### [Action item]
Take the data and return it in full. Change nothing.

Records drawn from a dataset:
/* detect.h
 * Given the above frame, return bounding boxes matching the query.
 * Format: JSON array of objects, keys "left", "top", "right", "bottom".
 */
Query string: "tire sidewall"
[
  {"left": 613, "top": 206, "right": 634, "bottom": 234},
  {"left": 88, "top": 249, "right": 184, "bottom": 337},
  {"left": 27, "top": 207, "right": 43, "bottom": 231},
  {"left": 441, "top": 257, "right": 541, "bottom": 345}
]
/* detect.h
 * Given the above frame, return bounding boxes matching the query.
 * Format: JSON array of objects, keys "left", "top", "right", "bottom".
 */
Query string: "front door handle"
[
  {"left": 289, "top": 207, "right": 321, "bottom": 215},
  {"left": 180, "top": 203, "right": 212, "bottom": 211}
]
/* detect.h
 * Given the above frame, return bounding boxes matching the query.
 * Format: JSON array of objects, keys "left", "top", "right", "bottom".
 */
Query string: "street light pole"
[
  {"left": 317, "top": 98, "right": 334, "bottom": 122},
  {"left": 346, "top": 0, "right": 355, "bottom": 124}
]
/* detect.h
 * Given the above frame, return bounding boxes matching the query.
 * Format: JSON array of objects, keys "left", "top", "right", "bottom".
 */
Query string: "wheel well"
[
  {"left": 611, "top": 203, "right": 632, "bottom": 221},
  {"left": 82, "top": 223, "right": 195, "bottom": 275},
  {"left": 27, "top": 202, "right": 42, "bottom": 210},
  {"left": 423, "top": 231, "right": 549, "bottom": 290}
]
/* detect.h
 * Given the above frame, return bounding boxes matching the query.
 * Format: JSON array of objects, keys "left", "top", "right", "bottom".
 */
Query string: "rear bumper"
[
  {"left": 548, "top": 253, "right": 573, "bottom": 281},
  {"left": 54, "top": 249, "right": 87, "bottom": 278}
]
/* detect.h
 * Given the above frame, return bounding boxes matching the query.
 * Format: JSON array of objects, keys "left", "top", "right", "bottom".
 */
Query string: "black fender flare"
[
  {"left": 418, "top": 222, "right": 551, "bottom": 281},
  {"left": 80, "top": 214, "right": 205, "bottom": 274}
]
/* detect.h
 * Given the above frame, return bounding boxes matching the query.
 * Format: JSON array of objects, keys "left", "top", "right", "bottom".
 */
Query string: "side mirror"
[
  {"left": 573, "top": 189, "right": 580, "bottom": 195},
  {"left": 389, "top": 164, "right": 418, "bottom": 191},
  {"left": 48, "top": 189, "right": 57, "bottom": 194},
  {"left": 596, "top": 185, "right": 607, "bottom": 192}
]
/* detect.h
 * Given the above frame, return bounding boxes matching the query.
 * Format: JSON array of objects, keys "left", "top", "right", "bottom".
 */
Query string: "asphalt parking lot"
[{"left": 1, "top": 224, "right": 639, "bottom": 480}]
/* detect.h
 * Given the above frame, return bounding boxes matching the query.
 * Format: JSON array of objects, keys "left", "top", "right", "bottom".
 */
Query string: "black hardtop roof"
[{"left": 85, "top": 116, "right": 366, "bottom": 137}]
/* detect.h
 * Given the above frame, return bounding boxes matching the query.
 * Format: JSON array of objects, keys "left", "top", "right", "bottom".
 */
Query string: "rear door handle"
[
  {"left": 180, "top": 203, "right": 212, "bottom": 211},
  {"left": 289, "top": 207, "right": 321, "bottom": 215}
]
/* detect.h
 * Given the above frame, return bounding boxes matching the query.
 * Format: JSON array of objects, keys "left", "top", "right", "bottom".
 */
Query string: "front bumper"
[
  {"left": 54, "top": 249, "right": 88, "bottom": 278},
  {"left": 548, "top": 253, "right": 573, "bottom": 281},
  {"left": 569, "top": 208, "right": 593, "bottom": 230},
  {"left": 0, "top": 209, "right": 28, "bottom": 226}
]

### [Exercise answer]
/* detect.h
 * Given the above frame, return bounding boxes matching the query.
 * Format: JSON array of objects, keys "left", "top", "right", "bottom".
 */
Query string: "tire sidewall"
[
  {"left": 613, "top": 206, "right": 634, "bottom": 234},
  {"left": 88, "top": 249, "right": 184, "bottom": 337},
  {"left": 27, "top": 207, "right": 43, "bottom": 231},
  {"left": 441, "top": 257, "right": 541, "bottom": 345}
]
/* detect.h
 * Given the above frame, return bounding boxes matching the query.
 * Format: JSON array of objects, keys "left", "top", "right", "bottom".
 */
Query string: "front door handle"
[
  {"left": 289, "top": 207, "right": 321, "bottom": 215},
  {"left": 180, "top": 203, "right": 212, "bottom": 211}
]
/* detect.h
 * Given the above frame, return bounding boxes matching the query.
 * Format: JSON array of objects, keys "left", "top", "right", "bottom".
 */
Query string: "street light pole"
[
  {"left": 317, "top": 98, "right": 334, "bottom": 122},
  {"left": 346, "top": 0, "right": 355, "bottom": 124}
]
/* detect.h
 * Given the above frame, return bounding boxes matching the query.
 * Format: JSON array of objects, keys "left", "top", "right", "bottom".
 */
Query string: "wheel well"
[
  {"left": 611, "top": 203, "right": 632, "bottom": 221},
  {"left": 82, "top": 223, "right": 195, "bottom": 275},
  {"left": 27, "top": 202, "right": 42, "bottom": 210},
  {"left": 423, "top": 231, "right": 549, "bottom": 290}
]
/* detect.h
 * Given the above frame, return bounding boxes matching the query.
 * Format: JSON array of objects, keys "left", "top", "right", "bottom".
 */
Query string: "rear bumper"
[
  {"left": 548, "top": 253, "right": 573, "bottom": 281},
  {"left": 54, "top": 249, "right": 87, "bottom": 278}
]
/* detect.h
 * Given the above frame, return bounding boxes matching the query.
 * Format: JSON array of objects, keys "left", "top", "right", "bottom".
 */
Query string: "black fender flare"
[
  {"left": 418, "top": 222, "right": 551, "bottom": 281},
  {"left": 80, "top": 214, "right": 205, "bottom": 274}
]
/* detect.h
 * Given the above frame, return bounding boxes matching the query.
 * Format: JSON array of objects, keys "left", "top", "right", "bottom".
 */
Query string: "side mirror"
[
  {"left": 573, "top": 189, "right": 580, "bottom": 195},
  {"left": 389, "top": 164, "right": 418, "bottom": 191},
  {"left": 48, "top": 189, "right": 57, "bottom": 194},
  {"left": 596, "top": 185, "right": 607, "bottom": 192}
]
/* detect.h
 * Given the above frame, return bounding boxes matching the query.
 * Format: JSON array of objects, keys "left", "top", "right", "bottom".
 */
Query string: "asphalt parking lot"
[{"left": 1, "top": 224, "right": 639, "bottom": 480}]
/* detect.h
 * Given the above frame, return bounding boxes matching the query.
 * Format: JSON array of objects, keys "left", "top", "right", "bottom".
 */
Query string: "black hardtop roof"
[{"left": 85, "top": 116, "right": 366, "bottom": 137}]
/* detect.h
 * Given the above frame, return bounding boxes matching the query.
 * Format: JSON array of objects, keys "left", "top", "right", "bottom".
 */
Query string: "rear door handle"
[
  {"left": 180, "top": 203, "right": 212, "bottom": 211},
  {"left": 289, "top": 207, "right": 321, "bottom": 215}
]
/* detect.h
 * Given the above frame, return bounding boxes matching the query.
 * Format: JSON array of objects, keys "left", "top", "right", "bottom".
 */
Query string: "front bumper"
[
  {"left": 54, "top": 249, "right": 88, "bottom": 278},
  {"left": 548, "top": 253, "right": 573, "bottom": 281},
  {"left": 569, "top": 208, "right": 593, "bottom": 230},
  {"left": 0, "top": 209, "right": 28, "bottom": 226}
]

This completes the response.